Data shown:
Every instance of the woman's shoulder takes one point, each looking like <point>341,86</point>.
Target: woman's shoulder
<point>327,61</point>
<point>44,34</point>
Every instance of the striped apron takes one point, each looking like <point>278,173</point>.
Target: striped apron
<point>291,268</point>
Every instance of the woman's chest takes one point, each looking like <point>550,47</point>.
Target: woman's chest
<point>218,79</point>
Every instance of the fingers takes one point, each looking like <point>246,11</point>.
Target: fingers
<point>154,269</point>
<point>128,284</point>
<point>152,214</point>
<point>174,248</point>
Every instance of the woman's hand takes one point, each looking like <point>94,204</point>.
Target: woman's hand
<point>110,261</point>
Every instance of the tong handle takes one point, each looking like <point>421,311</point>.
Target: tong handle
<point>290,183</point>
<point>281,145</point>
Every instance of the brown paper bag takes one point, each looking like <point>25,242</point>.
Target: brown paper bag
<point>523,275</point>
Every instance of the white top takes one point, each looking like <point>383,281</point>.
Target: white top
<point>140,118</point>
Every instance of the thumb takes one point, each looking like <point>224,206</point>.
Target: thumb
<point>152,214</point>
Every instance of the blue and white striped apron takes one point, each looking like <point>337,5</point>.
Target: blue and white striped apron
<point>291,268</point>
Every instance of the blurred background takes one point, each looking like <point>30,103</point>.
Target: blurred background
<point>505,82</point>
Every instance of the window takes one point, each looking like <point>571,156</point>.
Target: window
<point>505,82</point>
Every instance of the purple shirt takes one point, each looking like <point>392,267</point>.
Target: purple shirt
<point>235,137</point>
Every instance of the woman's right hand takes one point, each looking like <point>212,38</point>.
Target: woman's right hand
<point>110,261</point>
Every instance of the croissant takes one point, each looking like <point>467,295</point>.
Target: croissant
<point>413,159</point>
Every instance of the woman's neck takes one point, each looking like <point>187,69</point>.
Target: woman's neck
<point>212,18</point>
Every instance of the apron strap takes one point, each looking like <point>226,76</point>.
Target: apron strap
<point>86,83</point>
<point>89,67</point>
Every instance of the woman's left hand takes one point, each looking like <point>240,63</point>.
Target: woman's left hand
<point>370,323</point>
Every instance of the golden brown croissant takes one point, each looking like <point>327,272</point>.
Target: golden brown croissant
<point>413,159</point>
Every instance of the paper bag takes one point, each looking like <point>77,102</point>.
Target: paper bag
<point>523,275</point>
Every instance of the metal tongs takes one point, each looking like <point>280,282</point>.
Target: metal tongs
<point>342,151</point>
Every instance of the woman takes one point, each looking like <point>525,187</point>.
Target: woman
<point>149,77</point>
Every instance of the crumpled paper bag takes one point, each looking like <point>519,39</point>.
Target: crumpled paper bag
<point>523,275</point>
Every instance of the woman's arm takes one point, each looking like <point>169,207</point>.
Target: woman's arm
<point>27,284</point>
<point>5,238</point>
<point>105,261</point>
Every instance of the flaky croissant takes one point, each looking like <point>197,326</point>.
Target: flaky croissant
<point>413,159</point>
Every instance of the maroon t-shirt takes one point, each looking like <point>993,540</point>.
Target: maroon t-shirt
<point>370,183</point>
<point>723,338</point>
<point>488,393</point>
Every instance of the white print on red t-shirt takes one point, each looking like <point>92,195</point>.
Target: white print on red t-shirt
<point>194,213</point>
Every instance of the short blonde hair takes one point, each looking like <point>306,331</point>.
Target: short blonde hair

Stated task: Format all of the lines above as a JSON list of strings, with one string per line and any blank lines omitted.

Solution for this task:
[
  "Every instance of the woman's shoulder takes one point, each looking like <point>341,86</point>.",
  "Target: woman's shoulder",
  "<point>327,61</point>",
  "<point>44,34</point>",
  "Every instance of the striped apron takes one point, each looking like <point>278,173</point>.",
  "Target: striped apron",
  "<point>291,268</point>",
  "Every instance of the woman's chest takes one point, each looking like <point>550,47</point>.",
  "Target: woman's chest",
  "<point>218,79</point>",
  "Every instance of the fingers takes one point, each looking like <point>246,11</point>.",
  "Target: fingers",
  "<point>154,269</point>",
  "<point>128,284</point>",
  "<point>152,214</point>",
  "<point>174,248</point>",
  "Every instance of the woman's hand takes one point, each looking like <point>94,204</point>.",
  "Target: woman's hand",
  "<point>110,261</point>",
  "Every instance of the tong handle takes one point, each looking like <point>421,311</point>.",
  "Target: tong handle",
  "<point>290,183</point>",
  "<point>281,145</point>",
  "Every instance of the brown paper bag takes one point, each looking like <point>25,242</point>.",
  "Target: brown paper bag",
  "<point>523,275</point>",
  "Every instance of the white top takes one point, each looking like <point>383,281</point>.",
  "Target: white top",
  "<point>140,118</point>",
  "Every instance of the thumb takes one point, each looking like <point>224,206</point>.",
  "Target: thumb",
  "<point>152,214</point>",
  "Every instance of the blue and white striped apron takes one point, each looking like <point>337,5</point>.",
  "Target: blue and white striped apron",
  "<point>291,268</point>",
  "Every instance of the blurred background takes one point, each looking like <point>30,103</point>.",
  "Target: blurred background",
  "<point>505,82</point>",
  "Every instance of the window takes one point, each looking like <point>571,156</point>.",
  "Target: window",
  "<point>505,82</point>",
  "Every instance of the purple shirt takes one point, each looking like <point>392,267</point>.",
  "Target: purple shirt",
  "<point>235,137</point>",
  "Every instance of the woman's right hand takes one point, each looking like <point>212,38</point>.",
  "Target: woman's right hand",
  "<point>110,261</point>",
  "Every instance of the croissant takes one point, each looking like <point>467,295</point>.",
  "Target: croissant",
  "<point>413,159</point>",
  "Every instance of the woman's neck takes one point, each looking like <point>187,69</point>.",
  "Target: woman's neck",
  "<point>212,18</point>",
  "Every instance of the apron strap takes one point, each looking like <point>226,76</point>.",
  "Target: apron strap",
  "<point>86,83</point>",
  "<point>89,67</point>",
  "Every instance of the woman's left hand takes one point, each looking like <point>240,63</point>.",
  "Target: woman's left hand",
  "<point>370,323</point>",
  "Every instance of the golden brown croissant takes one point, each looking like <point>327,272</point>.",
  "Target: golden brown croissant",
  "<point>413,159</point>",
  "Every instance of the paper bag takes one point, each looking like <point>77,102</point>.",
  "Target: paper bag",
  "<point>523,275</point>",
  "Every instance of the metal tongs takes one point, each looking like <point>280,282</point>.",
  "Target: metal tongs",
  "<point>342,151</point>",
  "Every instance of the woman takes one point, each looking like <point>525,187</point>.",
  "Target: woman",
  "<point>149,77</point>",
  "Every instance of the crumpled paper bag takes one point, each looking like <point>519,39</point>.",
  "Target: crumpled paper bag",
  "<point>523,275</point>",
  "Every instance of the woman's arm takes one point, each looking like <point>169,207</point>.",
  "Target: woman's arm",
  "<point>27,284</point>",
  "<point>5,238</point>",
  "<point>105,261</point>",
  "Every instance of the flaky croissant takes one point, each looking like <point>197,326</point>.",
  "Target: flaky croissant",
  "<point>413,159</point>",
  "Every instance of the maroon t-shirt takes one point, each looking like <point>993,540</point>.",
  "Target: maroon t-shirt",
  "<point>370,183</point>",
  "<point>723,338</point>",
  "<point>488,393</point>",
  "Every instance of the white print on red t-shirt takes one point, each looking like <point>92,195</point>.",
  "Target: white print on red t-shirt",
  "<point>194,213</point>",
  "Every instance of the short blonde hair takes one point, each looking like <point>306,331</point>.",
  "Target: short blonde hair"
]